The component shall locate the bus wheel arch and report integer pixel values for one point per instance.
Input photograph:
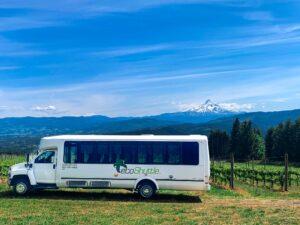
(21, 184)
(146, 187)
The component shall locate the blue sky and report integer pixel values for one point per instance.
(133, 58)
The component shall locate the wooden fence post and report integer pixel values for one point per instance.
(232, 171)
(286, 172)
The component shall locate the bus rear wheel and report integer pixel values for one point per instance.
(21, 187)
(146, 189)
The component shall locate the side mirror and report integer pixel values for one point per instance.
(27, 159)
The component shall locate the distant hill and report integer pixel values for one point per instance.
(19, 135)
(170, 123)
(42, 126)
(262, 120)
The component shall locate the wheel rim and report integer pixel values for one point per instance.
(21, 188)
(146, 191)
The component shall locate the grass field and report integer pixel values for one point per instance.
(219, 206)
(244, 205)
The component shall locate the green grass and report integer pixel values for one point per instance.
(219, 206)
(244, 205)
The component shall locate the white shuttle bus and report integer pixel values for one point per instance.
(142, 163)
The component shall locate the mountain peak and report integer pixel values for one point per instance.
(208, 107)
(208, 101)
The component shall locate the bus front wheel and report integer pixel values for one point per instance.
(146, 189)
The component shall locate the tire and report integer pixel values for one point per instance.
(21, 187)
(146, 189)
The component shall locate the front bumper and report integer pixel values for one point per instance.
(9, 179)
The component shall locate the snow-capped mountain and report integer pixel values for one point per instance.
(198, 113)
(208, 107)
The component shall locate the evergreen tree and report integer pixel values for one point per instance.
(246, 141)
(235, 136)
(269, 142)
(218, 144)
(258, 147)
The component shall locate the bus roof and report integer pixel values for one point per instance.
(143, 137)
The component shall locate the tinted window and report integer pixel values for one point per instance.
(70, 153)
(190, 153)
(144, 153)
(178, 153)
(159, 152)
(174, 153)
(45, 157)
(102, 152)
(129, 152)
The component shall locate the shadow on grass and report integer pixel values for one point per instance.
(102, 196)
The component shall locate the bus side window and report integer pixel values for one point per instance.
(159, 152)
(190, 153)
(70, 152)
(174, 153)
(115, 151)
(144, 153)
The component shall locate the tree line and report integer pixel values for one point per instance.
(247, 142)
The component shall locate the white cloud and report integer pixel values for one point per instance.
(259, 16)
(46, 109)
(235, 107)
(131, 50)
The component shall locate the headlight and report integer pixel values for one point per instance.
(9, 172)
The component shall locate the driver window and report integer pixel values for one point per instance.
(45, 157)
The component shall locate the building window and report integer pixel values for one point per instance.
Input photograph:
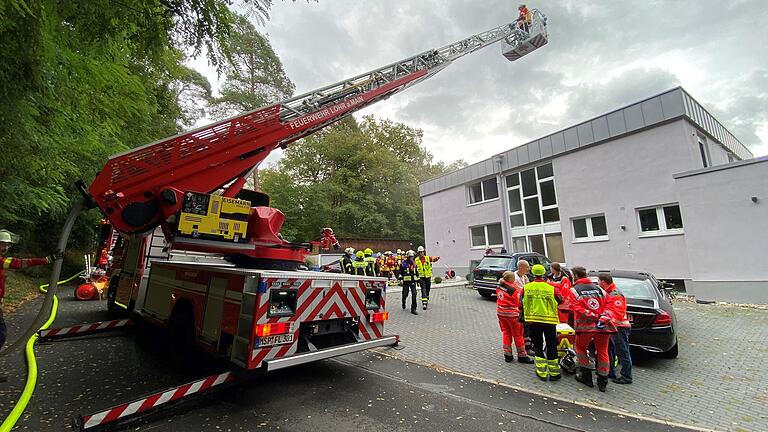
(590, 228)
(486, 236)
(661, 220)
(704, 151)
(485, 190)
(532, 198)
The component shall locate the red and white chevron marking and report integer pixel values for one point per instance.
==
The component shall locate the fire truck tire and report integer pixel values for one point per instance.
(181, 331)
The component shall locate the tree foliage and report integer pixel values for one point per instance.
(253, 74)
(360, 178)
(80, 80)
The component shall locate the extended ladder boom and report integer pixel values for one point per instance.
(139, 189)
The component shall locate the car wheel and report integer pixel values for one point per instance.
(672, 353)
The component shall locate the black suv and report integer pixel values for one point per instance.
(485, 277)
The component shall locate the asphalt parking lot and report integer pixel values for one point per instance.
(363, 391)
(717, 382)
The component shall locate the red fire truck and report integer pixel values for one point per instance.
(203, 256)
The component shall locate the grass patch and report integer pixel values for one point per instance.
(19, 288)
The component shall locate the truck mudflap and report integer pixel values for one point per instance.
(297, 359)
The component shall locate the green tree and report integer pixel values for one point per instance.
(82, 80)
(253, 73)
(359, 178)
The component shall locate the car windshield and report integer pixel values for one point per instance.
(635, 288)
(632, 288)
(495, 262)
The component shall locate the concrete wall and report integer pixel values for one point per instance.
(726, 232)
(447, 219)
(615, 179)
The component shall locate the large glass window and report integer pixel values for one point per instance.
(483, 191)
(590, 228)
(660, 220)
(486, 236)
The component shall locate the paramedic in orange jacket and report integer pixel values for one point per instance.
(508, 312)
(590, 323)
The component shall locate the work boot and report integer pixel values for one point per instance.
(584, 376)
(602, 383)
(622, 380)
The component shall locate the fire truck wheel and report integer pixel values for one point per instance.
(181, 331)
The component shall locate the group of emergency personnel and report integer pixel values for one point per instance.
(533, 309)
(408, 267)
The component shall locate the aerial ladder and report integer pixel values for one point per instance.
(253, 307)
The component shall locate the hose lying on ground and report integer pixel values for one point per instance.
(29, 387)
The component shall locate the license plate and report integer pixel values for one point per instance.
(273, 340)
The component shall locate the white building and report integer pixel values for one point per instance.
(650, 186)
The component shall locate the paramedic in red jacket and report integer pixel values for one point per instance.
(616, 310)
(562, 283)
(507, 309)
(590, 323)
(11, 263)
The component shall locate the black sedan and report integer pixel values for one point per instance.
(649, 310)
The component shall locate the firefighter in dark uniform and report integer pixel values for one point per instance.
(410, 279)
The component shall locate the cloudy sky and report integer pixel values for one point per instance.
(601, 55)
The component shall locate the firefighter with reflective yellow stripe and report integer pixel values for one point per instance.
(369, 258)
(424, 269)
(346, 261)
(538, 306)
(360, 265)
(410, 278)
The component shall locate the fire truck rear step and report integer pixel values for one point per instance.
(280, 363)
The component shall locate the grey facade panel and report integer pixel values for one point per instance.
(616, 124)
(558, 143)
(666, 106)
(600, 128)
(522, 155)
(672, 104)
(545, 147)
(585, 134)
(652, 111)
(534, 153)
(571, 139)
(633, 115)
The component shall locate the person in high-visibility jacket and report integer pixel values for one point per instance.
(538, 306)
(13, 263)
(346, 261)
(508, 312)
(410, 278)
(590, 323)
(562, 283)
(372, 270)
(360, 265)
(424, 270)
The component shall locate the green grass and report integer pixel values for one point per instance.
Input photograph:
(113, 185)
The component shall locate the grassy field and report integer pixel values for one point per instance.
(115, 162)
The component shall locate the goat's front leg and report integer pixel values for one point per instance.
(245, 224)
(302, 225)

→ GIVEN REQUEST
Copy the rows from the line containing "The component shall locate the driver" through the line containing "The component shall locate the red and", leaving the pictures out.

→ PROBLEM SOLUTION
The component shall locate the driver window and report integer pixel values for one point per instance.
(45, 157)
The component shall locate the building window and report integer pixel values for one point per instance.
Input photograph:
(590, 228)
(486, 236)
(661, 220)
(704, 151)
(485, 190)
(532, 198)
The component shall locate the red and white chevron marking and report integer pixel values for one point per instance.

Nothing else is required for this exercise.